- Цель задания -
Обновите весь список ниже, заменив «grounding model» на «localization model» и ничего больше не меняя. Картинки в ответ не включайте.

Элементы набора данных
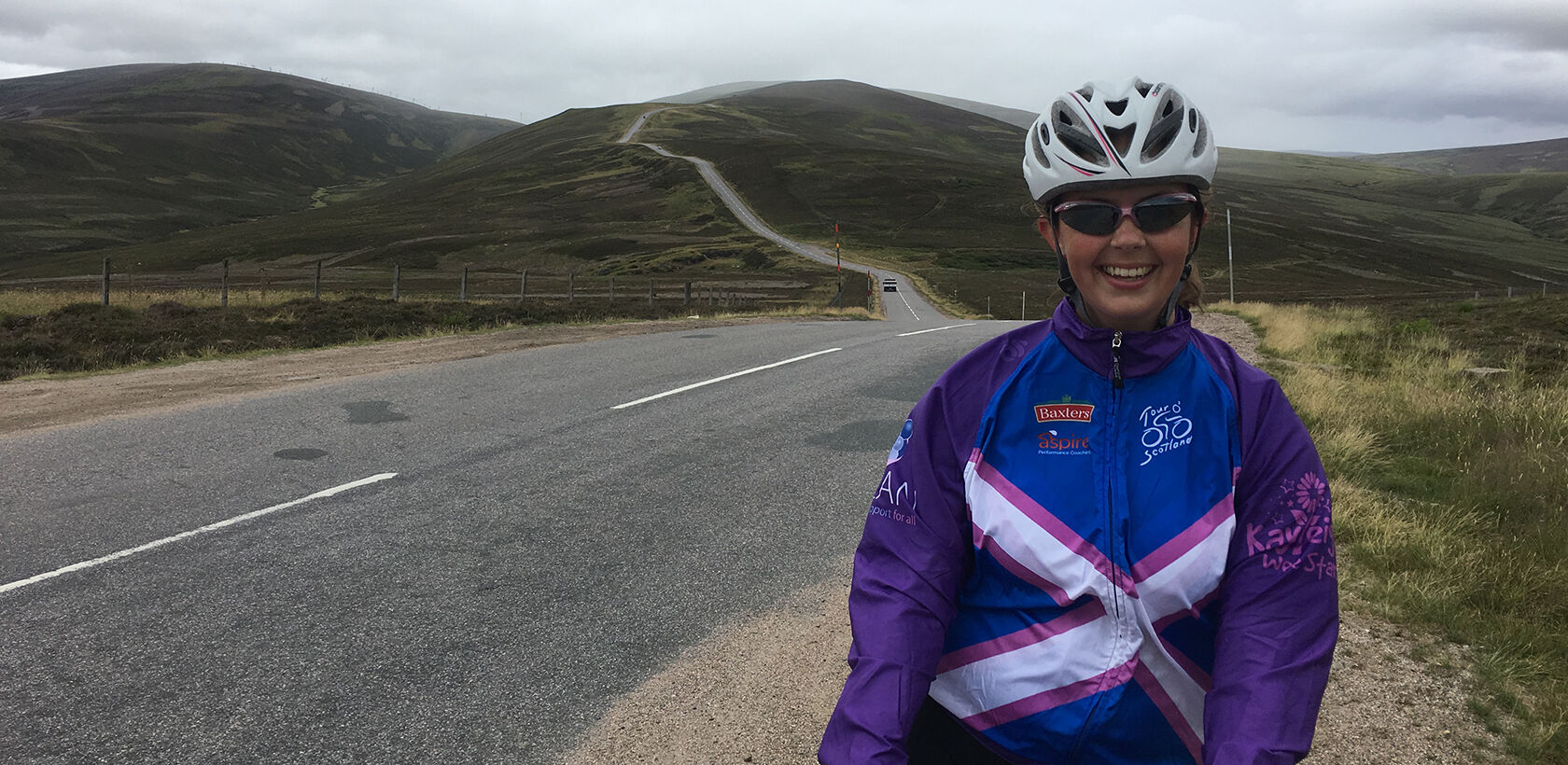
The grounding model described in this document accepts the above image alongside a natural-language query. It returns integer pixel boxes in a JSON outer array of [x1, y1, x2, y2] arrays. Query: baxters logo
[[1035, 405, 1095, 422]]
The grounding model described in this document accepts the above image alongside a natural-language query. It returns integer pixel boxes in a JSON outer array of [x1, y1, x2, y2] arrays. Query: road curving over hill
[[616, 106, 945, 321]]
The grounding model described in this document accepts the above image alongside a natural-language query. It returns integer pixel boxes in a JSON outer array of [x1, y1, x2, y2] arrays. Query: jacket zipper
[[1105, 329, 1121, 618], [1068, 329, 1121, 762]]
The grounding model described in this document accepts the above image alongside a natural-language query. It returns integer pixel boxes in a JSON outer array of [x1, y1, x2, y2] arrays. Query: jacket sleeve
[[1204, 373, 1339, 765], [817, 382, 973, 765]]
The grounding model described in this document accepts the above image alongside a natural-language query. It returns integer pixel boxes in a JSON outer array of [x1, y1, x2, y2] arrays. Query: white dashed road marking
[[0, 473, 397, 594]]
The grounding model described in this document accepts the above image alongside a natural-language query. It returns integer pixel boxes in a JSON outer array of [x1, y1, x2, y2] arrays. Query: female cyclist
[[819, 80, 1339, 765]]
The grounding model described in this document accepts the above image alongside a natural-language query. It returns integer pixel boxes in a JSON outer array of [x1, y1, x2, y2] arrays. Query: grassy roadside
[[0, 274, 870, 381], [1239, 298, 1568, 763]]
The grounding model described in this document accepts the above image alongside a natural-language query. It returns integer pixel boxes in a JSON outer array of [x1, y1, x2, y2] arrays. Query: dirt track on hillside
[[0, 313, 1497, 765]]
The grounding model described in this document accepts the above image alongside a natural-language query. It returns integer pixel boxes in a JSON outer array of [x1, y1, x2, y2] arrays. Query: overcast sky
[[0, 0, 1568, 152]]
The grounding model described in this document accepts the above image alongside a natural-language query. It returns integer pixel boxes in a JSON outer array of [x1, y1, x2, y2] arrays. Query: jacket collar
[[1051, 299, 1193, 378]]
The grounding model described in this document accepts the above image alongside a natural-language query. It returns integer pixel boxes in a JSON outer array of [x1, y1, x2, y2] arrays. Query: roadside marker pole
[[1225, 207, 1236, 304]]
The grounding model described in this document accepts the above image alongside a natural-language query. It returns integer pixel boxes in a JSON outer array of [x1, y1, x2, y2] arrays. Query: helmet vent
[[1105, 127, 1137, 157], [1029, 125, 1051, 169], [1051, 101, 1110, 166]]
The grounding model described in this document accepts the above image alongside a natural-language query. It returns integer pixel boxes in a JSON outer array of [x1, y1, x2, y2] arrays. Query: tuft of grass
[[1239, 304, 1568, 762]]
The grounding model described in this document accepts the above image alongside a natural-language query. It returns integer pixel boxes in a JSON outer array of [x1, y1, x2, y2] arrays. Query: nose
[[1110, 215, 1143, 249]]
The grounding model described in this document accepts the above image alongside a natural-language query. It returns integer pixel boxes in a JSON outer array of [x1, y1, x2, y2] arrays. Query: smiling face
[[1040, 184, 1198, 331]]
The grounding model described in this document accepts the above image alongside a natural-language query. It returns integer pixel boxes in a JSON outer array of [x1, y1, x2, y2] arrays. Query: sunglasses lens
[[1060, 203, 1121, 237], [1132, 198, 1192, 233]]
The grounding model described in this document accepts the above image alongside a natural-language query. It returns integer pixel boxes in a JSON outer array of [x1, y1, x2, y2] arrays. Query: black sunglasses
[[1051, 194, 1198, 237]]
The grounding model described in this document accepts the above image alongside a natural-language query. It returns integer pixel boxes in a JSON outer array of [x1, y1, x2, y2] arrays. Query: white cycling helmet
[[1024, 78, 1218, 203]]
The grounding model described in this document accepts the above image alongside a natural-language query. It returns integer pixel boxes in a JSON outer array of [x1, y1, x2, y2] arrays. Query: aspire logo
[[1040, 429, 1090, 454]]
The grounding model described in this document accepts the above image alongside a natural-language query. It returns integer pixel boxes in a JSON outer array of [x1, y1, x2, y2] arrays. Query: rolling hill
[[0, 64, 517, 257], [0, 69, 1568, 307], [646, 81, 1568, 306], [1356, 138, 1568, 175]]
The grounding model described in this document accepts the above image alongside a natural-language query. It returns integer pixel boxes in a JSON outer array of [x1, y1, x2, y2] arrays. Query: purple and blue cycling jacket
[[819, 301, 1339, 765]]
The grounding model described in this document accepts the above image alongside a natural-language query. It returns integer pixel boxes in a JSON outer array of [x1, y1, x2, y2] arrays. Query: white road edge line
[[0, 473, 397, 594], [610, 348, 844, 410], [899, 321, 975, 337]]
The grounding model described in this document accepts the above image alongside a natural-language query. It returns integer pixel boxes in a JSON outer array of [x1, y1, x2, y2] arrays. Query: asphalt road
[[0, 318, 1016, 763], [0, 107, 1017, 763]]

- Ответ на задание -
The localization model described in this document accepts the above image alongside a natural-language query. It returns integer pixel boxes in a JSON outer array of [x1, y1, x2, y2] arrays. Query: baxters logo
[[1035, 405, 1095, 422]]
The localization model described in this document accepts the above image alongside a natural-language query. It returns integer pixel boxes in a JSON outer array of [x1, y1, x2, y2] arrays. Query: road curving over hill
[[616, 106, 945, 321]]
The localization model described in this document accepts the above image alongside a natural-language query. It returns integer pixel boxes in a JSON outer array of [x1, y1, x2, y2] arrays. Query: jacket zipper
[[1105, 329, 1121, 618], [1068, 329, 1121, 762]]
The localization model described in this document accepts the above image alongside a natural-language query. It returns integer pixel boxes in a JSON outer array of [x1, y1, x2, y2] arrays. Query: jacket sleeve
[[1204, 373, 1339, 765], [817, 382, 973, 765]]
The localization model described in this document accepts the above image alongside a natural-language query. It returns integer pixel boxes in a JSON outer array of [x1, y1, x2, y2] arrays. Query: white dashed road marking
[[0, 473, 397, 594]]
The localization model described in this document accepts the above image alongside a natural-language query. It returns integer pixel boxes in a JSON outer array of [x1, y1, x2, y2] arrays. Query: female cyclist
[[819, 80, 1339, 765]]
The localization model described in this document accepts the above image alongside a natural-language query. It returns integer pixel boxes in a JSON outer array of [x1, y1, x2, y2] arrays. Query: grassy roadside
[[0, 274, 870, 381], [1239, 298, 1568, 763]]
The localization model described in this document accepts the above image alongside a natural-language query. It returns integer pixel boxes in a JSON outer array of [x1, y1, x2, y2] arrays. Query: dirt track on hillside
[[0, 313, 1497, 765]]
The localization model described in this document accepts the above image alongside a natural-language query. It returns integer pixel boxes in a JSON outer array of [x1, y1, x2, y2] arrays. Query: overcast sky
[[0, 0, 1568, 152]]
The localization model described in this document accepts the above image alongside a natural-language query. It returns integer pixel boxes in a JSON outer array of [x1, y1, x2, y2] arrays. Query: jacket collar
[[1051, 299, 1193, 378]]
The localization model described in this document accepts the above image alongside a natural-language query. It returns integer pixel boxes in a JSON outer array of [x1, y1, x2, y2] arrays. Query: roadside marker pole
[[1225, 207, 1236, 304]]
The localization model described in this document accepts the above image alongside a natural-language query. It returns integer pixel boxes in a JSON outer array of [x1, y1, x2, y2] arrays. Query: helmet vent
[[1105, 127, 1137, 157], [1029, 125, 1051, 169], [1051, 101, 1110, 166]]
The localization model described in this document accepts the above image alongside a natural-language query. It returns integer pixel boxes in a JSON outer array of [x1, y1, x2, y2] arrays. Query: tuft of grass
[[1239, 304, 1568, 762]]
The localization model described in this document accepts the above image alongside a natural-language query. It returns integer pixel boxes in a JSON outer array of [x1, y1, x2, y2] arrays. Query: nose
[[1110, 215, 1143, 249]]
The localization model described in this document accepts the above image alongside a natural-language query. It returns integer pixel boxes in a JSON outer array of [x1, y1, x2, y2] arrays. Query: smiling face
[[1040, 184, 1198, 331]]
The localization model described in this document accepts the above image alongside a natural-language query. It returns integer pixel boxes in a JSON outer array of [x1, y1, x2, y2] arrays. Query: sunglasses lens
[[1060, 203, 1121, 237], [1132, 198, 1192, 233]]
The localization model described in this document accepts the above image alongside a natural-language query. It returns integer pixel boxes in a JSON outer array of [x1, y1, x2, y2] arrays. Query: black sunglasses
[[1051, 194, 1198, 237]]
The localization model described in this document accepts the above image alongside a natural-language query. It returns integer pixel boxes in a JSON outer array of [x1, y1, x2, y2] arrays. Query: white cycling helmet
[[1024, 78, 1218, 203]]
The localization model described in this document accepts the above image alongside a natural-language query. It returns integer pixel boxes in a JSON outer array of [x1, y1, x2, y2] arrays. Query: aspire logo
[[1040, 429, 1090, 454]]
The localization model described in this document accepts the above image alongside a natural-language query. It returns integer pixel boxes in a JSON outer array of [x1, y1, x2, y2] arrays. Query: rolling hill
[[0, 64, 517, 257], [0, 69, 1568, 307], [646, 81, 1568, 306], [1356, 138, 1568, 175]]
The localization model described in this document accepts the above image alongside a natural-language query. It returns integer pixel boxes in a JSON outer array of [x1, y1, x2, y2] arrays. Query: purple and blue cycling jacket
[[819, 301, 1339, 765]]
The localization model described in this document accepts the above image alongside a natural-language query. It returns integer pixel boxes in a JSON outer array of [x1, y1, x2, y2] arrays. Query: white road edge line
[[0, 473, 397, 594], [610, 348, 844, 410], [899, 321, 975, 337]]
The localization model described in this document accepts the above image alongside a natural-language query. It returns integer pixel boxes in a JSON outer array of [x1, y1, x2, y2] arrays. Query: asphalt road
[[0, 318, 1016, 763], [0, 107, 1017, 763]]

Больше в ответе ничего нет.